## BEGIN Data shown

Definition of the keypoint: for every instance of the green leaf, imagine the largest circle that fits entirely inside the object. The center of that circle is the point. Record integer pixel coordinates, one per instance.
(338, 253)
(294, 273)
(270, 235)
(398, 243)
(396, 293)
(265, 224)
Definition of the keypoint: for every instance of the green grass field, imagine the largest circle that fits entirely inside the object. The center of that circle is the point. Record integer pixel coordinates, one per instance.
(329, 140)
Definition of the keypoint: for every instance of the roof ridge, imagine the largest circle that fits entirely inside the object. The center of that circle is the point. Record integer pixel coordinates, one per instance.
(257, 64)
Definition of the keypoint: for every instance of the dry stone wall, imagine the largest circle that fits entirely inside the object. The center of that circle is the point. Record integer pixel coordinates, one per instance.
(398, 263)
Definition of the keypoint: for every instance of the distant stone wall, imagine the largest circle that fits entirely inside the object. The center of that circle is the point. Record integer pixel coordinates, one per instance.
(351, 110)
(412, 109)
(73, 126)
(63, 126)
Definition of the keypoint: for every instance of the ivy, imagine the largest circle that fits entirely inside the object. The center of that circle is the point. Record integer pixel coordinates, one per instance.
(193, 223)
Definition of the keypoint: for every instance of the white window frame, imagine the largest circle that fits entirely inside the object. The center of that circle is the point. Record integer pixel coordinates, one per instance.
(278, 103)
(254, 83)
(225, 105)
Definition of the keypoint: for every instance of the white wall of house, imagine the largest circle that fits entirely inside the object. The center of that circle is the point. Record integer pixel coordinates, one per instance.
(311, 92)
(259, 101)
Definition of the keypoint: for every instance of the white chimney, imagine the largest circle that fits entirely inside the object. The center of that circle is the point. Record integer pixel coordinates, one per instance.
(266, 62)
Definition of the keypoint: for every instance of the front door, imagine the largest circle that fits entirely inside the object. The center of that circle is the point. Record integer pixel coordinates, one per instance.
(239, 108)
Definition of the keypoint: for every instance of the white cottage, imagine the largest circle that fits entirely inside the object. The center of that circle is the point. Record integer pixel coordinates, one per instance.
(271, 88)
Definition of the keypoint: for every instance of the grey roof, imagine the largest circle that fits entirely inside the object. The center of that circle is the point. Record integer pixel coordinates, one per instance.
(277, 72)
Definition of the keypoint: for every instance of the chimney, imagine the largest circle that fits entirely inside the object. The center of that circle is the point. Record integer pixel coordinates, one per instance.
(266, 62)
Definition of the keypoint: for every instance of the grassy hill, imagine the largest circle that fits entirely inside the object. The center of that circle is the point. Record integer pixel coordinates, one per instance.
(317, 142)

## END Data shown

Copy every item above word for word, keeping each line unchanged and in its original order.

Solution to this exercise:
Definition of the keypoint: for every instance of the green leaf, imagine the largest circle that fits entirely inside the object. The center of that circle is the point. Record integer pixel coordinates, one per instance.
(338, 253)
(294, 273)
(270, 235)
(398, 243)
(396, 293)
(265, 224)
Definition of the keypoint: for every instance of the green grass field, imagine the largest circle that fits entirely inside the object. The center of that circle is the point. Record integer pixel coordinates, one per instance.
(329, 140)
Definition of the keypoint: for every instance of the roof ridge, imagine the largest circle that fits entirely inside the object. The center of that circle is the point. Record integer pixel coordinates, one per instance.
(257, 64)
Definition of the keypoint: for every instance of the dry stone wall, imagine the largest circle that fits entirely inside the object. The center of that circle is the point. Record integer pixel coordinates, one per instance.
(398, 263)
Definition of the keypoint: for every instance of the distant stone wall, imagine the largest circle that fits entirely inside the object. The center of that circle is the point. Record integer pixel coordinates, one per instance.
(351, 110)
(412, 109)
(73, 126)
(63, 126)
Definition of the keypoint: for every instance of the ivy, imagine the largest circle that fits entirely inside the object. The center of that circle is the point. Record integer pixel coordinates, one per instance.
(193, 223)
Definition of the keypoint: for every instance of the white window frame, imagine the largest circle that fits entirely inside the object. The center of that circle is the point. Record integer pixel coordinates, one per instance.
(278, 103)
(254, 83)
(225, 105)
Definition of the keypoint: for every instance of the white wall of house, imagine the largest circle that fits entirely inside the object. The center of that circle is the point. Record integer pixel coordinates, one per instance.
(311, 92)
(259, 101)
Definition of the keypoint: for every instance of the white chimney, imagine the largest circle that fits entirely inside the object. The center of that circle is the point. Record integer pixel coordinates, one per instance.
(266, 62)
Definition of the keypoint: for every instance of the front door, imagine the largest circle that fits entirely inside the object. The center of that circle is the point. Record integer pixel coordinates, one per instance.
(239, 108)
Definition of the keypoint: for every instance of the white cottage, imagine the largest circle that fits entirely inside the object. The center of that circle is the point. Record integer pixel coordinates, one per instance.
(271, 88)
Definition of the keypoint: for every instance of the grey roof, imagine the largest circle that fits entirely inside the object. The center of that circle is the point. Record integer pixel coordinates, one per instance.
(277, 72)
Definition of the keypoint: for every instance of the chimney, imagine the largest circle that fits entirely inside the object. The center of that circle is the point. Record integer pixel coordinates, one per instance.
(266, 62)
Definition of the keypoint: for every instance of the grassy hill, imagine the largest circle that fits entirely inside the object. The center of that circle is the point. Record integer pixel coordinates, one per instance.
(317, 142)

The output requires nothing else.